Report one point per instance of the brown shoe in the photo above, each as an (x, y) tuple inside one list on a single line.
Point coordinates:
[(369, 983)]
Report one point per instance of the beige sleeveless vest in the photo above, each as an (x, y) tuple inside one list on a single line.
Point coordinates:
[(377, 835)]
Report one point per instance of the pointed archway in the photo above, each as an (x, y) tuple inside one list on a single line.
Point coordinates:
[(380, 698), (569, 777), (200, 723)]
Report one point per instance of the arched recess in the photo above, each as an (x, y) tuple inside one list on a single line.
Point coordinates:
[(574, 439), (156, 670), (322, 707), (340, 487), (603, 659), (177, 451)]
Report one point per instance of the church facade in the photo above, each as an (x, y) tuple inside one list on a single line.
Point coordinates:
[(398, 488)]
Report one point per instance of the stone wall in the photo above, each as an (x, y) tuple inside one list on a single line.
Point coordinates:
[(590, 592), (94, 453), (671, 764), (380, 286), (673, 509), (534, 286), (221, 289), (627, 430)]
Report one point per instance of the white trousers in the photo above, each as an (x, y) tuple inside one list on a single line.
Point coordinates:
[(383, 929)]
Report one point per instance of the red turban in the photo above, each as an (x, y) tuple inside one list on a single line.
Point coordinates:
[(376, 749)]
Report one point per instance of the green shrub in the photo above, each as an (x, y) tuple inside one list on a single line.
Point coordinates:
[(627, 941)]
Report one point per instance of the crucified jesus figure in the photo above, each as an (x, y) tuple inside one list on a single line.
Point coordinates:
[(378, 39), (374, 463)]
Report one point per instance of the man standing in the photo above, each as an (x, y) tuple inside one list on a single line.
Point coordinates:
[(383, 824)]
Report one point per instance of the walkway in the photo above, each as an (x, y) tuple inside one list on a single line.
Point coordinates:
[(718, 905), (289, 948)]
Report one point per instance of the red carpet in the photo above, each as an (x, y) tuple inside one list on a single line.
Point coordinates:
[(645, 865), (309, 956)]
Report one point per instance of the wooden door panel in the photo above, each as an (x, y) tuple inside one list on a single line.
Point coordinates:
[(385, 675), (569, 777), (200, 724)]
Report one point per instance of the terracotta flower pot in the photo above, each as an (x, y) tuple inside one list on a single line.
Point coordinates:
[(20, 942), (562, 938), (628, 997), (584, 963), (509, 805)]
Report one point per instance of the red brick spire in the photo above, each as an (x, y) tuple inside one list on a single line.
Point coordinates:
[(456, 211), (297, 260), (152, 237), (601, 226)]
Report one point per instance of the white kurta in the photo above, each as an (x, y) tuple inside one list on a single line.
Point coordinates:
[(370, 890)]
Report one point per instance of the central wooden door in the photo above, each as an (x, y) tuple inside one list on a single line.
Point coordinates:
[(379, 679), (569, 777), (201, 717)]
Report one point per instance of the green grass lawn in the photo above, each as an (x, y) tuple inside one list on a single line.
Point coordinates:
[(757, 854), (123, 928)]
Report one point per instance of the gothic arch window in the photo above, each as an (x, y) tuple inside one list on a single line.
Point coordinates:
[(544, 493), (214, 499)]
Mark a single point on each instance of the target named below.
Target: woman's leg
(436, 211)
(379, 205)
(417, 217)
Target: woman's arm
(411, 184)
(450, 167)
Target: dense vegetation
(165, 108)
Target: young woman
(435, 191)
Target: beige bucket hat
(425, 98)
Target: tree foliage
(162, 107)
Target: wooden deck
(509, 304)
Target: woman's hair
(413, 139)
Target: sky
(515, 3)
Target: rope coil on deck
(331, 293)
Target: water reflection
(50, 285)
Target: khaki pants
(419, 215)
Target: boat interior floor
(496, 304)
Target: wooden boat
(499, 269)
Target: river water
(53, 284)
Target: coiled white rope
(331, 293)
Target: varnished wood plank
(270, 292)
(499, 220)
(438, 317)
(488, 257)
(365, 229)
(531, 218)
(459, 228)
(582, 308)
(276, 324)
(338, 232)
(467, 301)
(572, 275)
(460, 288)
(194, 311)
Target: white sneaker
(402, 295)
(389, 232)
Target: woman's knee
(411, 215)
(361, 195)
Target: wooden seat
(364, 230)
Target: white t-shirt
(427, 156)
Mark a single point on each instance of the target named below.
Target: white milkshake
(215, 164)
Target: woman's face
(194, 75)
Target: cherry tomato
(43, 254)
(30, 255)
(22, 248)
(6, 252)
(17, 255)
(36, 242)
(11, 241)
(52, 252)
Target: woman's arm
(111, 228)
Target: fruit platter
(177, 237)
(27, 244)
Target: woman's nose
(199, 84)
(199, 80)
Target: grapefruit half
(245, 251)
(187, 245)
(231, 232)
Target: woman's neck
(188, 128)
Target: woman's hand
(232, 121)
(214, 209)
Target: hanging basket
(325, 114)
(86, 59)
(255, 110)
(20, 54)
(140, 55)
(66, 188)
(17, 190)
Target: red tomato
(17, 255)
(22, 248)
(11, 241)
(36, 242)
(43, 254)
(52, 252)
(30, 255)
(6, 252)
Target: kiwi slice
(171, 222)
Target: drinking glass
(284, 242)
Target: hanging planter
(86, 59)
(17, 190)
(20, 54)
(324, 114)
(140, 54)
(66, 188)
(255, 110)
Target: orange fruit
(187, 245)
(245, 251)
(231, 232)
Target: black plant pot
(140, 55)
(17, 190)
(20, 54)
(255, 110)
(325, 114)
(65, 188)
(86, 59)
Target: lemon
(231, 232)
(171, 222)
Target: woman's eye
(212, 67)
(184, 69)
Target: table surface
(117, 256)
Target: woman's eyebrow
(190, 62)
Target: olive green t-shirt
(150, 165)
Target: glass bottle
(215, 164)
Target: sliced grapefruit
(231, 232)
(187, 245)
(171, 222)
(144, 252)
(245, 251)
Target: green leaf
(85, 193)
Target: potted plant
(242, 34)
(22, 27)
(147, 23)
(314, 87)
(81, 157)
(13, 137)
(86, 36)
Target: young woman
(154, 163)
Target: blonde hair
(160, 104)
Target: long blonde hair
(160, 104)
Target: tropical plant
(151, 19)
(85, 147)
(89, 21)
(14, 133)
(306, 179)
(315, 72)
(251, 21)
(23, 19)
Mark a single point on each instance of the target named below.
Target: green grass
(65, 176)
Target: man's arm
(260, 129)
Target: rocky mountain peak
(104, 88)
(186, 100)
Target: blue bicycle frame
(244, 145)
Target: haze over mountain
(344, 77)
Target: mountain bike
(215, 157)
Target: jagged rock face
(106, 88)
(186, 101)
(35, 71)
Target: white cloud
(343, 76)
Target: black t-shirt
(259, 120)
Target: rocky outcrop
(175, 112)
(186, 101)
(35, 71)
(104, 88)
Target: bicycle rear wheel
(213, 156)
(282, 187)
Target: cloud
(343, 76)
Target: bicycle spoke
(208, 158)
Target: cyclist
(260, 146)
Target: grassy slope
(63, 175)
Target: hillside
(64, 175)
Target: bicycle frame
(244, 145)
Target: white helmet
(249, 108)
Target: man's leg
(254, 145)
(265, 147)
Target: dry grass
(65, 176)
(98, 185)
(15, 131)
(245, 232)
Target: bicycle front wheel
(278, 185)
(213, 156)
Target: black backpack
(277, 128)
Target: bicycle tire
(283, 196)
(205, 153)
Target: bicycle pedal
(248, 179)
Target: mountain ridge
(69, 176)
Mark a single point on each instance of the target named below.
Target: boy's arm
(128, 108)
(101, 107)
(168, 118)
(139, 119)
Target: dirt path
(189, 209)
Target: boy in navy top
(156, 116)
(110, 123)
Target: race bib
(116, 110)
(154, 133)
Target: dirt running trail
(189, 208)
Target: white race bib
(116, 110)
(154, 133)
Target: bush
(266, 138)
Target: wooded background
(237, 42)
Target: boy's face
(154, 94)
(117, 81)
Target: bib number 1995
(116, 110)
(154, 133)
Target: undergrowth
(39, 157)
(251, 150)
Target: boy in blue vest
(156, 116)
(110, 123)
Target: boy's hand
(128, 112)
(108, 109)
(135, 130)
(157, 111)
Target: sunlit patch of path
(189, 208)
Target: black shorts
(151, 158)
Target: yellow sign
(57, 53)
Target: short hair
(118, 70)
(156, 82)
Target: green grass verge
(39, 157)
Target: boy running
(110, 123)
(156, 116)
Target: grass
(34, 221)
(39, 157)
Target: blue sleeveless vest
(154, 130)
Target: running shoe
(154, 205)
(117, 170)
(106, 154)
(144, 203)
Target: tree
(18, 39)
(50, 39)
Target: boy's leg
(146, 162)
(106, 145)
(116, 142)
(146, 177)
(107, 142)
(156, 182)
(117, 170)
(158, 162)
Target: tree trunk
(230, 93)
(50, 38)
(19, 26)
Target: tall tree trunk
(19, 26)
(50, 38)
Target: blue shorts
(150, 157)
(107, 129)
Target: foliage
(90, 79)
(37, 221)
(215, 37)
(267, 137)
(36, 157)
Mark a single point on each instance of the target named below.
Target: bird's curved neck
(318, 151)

[TASK INSTRUCTIONS] Could you restate, word for word, every line from the one containing "Target: blue sleeveless vest" through the last line of the records above, and nothing more?

[RESULT]
Target: blue sleeveless vest
(154, 130)
Target: running shoe
(154, 205)
(117, 170)
(106, 154)
(144, 203)
Target: tree
(18, 39)
(50, 39)
Target: boy's leg
(146, 162)
(106, 145)
(116, 142)
(146, 177)
(107, 142)
(156, 182)
(117, 170)
(158, 162)
Target: tree trunk
(230, 93)
(50, 38)
(19, 26)
Target: tall tree trunk
(19, 26)
(50, 38)
Target: blue shorts
(150, 157)
(107, 129)
Target: foliage
(90, 79)
(37, 221)
(215, 37)
(267, 137)
(36, 157)
Mark a single point on each instance of the target named below.
Target: bird's curved neck
(318, 151)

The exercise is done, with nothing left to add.